• **PROMPT**: Your task is to retype each line of the data below exactly.

--- start RECORD EXTRACTS ---

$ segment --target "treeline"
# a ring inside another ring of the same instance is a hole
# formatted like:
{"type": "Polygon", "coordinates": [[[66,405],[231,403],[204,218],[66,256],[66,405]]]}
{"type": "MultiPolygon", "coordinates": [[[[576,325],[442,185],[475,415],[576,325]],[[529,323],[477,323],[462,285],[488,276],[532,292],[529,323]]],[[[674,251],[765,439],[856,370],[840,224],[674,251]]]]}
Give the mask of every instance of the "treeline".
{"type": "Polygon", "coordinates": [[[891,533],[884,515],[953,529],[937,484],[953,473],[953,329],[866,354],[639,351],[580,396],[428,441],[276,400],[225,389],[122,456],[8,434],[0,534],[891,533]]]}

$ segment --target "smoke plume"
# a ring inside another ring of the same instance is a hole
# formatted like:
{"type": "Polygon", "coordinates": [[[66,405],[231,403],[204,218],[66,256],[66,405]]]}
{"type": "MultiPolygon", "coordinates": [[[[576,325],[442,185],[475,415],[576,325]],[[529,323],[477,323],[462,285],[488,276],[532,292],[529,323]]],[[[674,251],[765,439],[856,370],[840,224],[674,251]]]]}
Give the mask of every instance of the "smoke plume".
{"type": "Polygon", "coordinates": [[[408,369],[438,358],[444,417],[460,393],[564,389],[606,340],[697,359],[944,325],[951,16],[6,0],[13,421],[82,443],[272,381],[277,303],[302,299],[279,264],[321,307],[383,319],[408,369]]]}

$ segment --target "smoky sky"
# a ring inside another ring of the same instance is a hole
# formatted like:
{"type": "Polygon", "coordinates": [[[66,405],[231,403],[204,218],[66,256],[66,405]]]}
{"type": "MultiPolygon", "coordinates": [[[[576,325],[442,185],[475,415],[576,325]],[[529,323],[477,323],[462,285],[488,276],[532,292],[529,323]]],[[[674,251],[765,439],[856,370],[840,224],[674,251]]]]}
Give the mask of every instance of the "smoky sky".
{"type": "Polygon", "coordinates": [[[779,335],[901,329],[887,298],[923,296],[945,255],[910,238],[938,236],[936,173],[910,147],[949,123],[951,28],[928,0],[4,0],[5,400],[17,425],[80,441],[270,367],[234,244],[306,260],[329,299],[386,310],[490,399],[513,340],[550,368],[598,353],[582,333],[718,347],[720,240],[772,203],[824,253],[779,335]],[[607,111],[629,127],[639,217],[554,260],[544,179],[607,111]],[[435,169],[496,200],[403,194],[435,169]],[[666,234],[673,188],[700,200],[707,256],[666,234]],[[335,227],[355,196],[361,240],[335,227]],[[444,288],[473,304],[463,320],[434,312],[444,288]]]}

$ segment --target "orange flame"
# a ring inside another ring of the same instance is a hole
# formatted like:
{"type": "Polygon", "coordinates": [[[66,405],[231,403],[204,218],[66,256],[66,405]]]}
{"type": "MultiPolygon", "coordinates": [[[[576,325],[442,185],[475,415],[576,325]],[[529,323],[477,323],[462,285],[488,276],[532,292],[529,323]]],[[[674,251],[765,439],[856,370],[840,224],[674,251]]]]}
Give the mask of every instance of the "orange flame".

--- end RECORD EXTRACTS ---

• **RESULT OF THIS TASK**:
$ segment --target "treeline"
# a ring inside another ring of the same instance is a hole
# formatted like:
{"type": "Polygon", "coordinates": [[[66,405],[231,403],[204,218],[66,256],[66,405]]]}
{"type": "MultiPolygon", "coordinates": [[[[576,325],[442,185],[475,415],[576,325]],[[529,323],[477,323],[462,285],[488,276],[532,292],[529,323]]],[[[674,251],[765,439],[856,370],[840,224],[674,251]]]]}
Give the mask of every instance of the "treeline".
{"type": "Polygon", "coordinates": [[[891,533],[884,515],[953,529],[937,484],[953,473],[953,329],[866,354],[639,351],[580,396],[428,441],[276,400],[225,389],[122,456],[8,434],[0,534],[891,533]]]}

$ segment --target "smoke plume"
# a ring inside another ring of the same instance is a hole
# formatted like:
{"type": "Polygon", "coordinates": [[[66,405],[231,403],[204,218],[66,256],[66,405]]]}
{"type": "MultiPolygon", "coordinates": [[[[576,325],[442,185],[475,415],[576,325]],[[529,323],[477,323],[462,285],[488,276],[532,292],[529,323]]],[[[674,251],[765,439],[856,370],[840,224],[674,251]]]]}
Give the mask of every instance of the "smoke plume".
{"type": "Polygon", "coordinates": [[[408,369],[438,358],[444,417],[460,393],[564,389],[606,340],[697,359],[944,325],[951,16],[6,0],[13,421],[82,443],[272,381],[277,303],[302,299],[279,264],[321,307],[383,319],[408,369]]]}

$ segment --target "smoky sky"
# a ring inside another ring of the same instance is a hole
# formatted like:
{"type": "Polygon", "coordinates": [[[66,405],[231,403],[204,218],[66,256],[66,405]]]}
{"type": "MultiPolygon", "coordinates": [[[[576,325],[442,185],[475,415],[576,325]],[[529,323],[477,323],[462,285],[488,276],[532,292],[529,323]]],[[[674,251],[765,439],[856,370],[840,224],[674,251]]]]}
Give the mask of every instance of the "smoky sky".
{"type": "Polygon", "coordinates": [[[779,335],[901,329],[887,298],[923,296],[945,255],[910,238],[938,236],[936,173],[910,147],[949,123],[951,28],[928,0],[4,0],[5,400],[17,425],[80,441],[270,367],[234,244],[306,260],[329,299],[386,310],[490,399],[513,340],[550,368],[598,353],[582,333],[718,347],[720,240],[772,203],[824,253],[779,335]],[[607,111],[629,127],[639,217],[554,260],[544,179],[607,111]],[[435,169],[496,200],[403,194],[435,169]],[[666,234],[673,188],[700,200],[707,256],[666,234]],[[335,227],[355,196],[361,240],[335,227]],[[444,288],[473,304],[463,320],[434,312],[444,288]]]}

$ segment --target "orange flame"
# a ring inside another ring of the same instance is a hole
# formatted like:
{"type": "Polygon", "coordinates": [[[66,405],[231,403],[204,218],[66,256],[66,405]]]}
{"type": "MultiPolygon", "coordinates": [[[[576,325],[442,185],[475,415],[576,325]],[[529,323],[477,323],[462,285],[488,276],[532,292],[529,323]]],[[[674,251],[765,439],[856,370],[840,224],[674,251]]]]}
Give the mask of every instance of the "orange flame".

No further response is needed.